#### WHAT YOU NEED TO DO
Each line from the one containing "Study the photograph above. For every instance of the white pump" through the last line of the records below is to be repeated as written, with nothing added.

(Collected data)
○ ○ ○ ○

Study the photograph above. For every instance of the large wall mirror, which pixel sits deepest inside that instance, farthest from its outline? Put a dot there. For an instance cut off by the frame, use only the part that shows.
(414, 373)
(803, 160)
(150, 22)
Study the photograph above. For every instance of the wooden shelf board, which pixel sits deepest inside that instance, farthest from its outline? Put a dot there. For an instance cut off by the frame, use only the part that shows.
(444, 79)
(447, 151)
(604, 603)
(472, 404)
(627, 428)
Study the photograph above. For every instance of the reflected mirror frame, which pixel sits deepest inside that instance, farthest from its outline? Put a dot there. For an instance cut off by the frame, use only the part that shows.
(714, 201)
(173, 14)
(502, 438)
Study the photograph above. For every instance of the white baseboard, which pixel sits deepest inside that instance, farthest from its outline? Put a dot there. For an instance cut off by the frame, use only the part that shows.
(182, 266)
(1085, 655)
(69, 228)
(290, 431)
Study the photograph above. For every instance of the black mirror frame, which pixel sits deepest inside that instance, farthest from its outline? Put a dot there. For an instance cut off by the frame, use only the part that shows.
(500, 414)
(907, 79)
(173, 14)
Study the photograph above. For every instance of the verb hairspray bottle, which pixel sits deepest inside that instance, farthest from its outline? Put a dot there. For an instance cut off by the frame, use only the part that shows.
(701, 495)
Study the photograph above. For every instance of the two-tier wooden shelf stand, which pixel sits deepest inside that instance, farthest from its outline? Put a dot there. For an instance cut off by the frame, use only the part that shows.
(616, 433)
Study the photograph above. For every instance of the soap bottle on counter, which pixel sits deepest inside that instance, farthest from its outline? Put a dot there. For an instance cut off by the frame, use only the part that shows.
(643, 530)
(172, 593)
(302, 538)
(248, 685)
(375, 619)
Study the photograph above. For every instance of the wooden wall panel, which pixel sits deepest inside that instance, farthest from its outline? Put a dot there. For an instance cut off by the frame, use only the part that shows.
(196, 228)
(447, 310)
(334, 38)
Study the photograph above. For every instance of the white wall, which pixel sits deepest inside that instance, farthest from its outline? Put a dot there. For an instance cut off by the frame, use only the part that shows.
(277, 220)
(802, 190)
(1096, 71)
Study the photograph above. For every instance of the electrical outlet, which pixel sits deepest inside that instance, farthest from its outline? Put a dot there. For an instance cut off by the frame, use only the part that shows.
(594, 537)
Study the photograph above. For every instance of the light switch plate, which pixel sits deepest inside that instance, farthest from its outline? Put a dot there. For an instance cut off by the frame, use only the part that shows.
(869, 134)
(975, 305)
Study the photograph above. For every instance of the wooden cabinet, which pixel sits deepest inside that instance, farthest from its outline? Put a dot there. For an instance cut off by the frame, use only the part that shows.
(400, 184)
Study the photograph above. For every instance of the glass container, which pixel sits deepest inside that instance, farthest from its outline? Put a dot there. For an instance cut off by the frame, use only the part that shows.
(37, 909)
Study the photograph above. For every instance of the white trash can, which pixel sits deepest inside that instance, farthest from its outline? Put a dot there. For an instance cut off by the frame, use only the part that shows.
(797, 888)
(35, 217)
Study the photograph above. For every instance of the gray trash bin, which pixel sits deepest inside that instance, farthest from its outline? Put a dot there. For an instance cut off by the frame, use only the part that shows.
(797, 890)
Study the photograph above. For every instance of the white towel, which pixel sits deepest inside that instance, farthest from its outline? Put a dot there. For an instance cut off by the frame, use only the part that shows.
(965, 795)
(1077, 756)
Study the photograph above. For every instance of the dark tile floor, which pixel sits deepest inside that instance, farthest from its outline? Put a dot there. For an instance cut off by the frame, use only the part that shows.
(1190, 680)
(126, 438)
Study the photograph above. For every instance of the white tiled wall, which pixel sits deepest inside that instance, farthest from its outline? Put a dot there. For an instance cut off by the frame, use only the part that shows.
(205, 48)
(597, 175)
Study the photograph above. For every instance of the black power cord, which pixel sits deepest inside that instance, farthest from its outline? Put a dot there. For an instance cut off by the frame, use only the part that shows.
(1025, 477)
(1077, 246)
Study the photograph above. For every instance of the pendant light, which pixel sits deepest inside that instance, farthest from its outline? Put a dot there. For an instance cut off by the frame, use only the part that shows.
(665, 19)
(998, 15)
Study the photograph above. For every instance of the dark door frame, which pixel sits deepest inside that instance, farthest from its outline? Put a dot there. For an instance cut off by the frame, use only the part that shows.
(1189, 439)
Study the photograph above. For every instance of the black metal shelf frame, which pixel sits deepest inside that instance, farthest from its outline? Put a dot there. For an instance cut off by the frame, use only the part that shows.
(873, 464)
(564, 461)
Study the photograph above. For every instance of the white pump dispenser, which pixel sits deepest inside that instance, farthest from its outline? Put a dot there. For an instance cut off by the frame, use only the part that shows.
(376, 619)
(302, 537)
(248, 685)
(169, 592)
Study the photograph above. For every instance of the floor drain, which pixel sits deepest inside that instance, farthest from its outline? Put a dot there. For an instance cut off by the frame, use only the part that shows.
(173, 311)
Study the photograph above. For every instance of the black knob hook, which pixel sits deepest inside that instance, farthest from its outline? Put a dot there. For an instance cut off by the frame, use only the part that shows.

○ ○ ○ ○

#### TASK ANSWER
Study the photograph above. For every instance of the white pump dispenser, which pixel sits deepest inside that instance, farthest from its outline? Put a dot there. For an instance cut off by the frame, use only the part that shows.
(376, 619)
(302, 537)
(248, 685)
(169, 592)
Study the photograph above. For every instance of the floor drain, which pixel sits deepest inside that instance, farthest from its outline? Put a dot there. For an instance cut off by the frame, use only the part that shows.
(173, 311)
Study the photograph above. For every instance of the black knob hook, which pixel sits deepest inside that instance, farthest from its outline? Put a dot there. For an instance cut off by the frame, use only the part that shows.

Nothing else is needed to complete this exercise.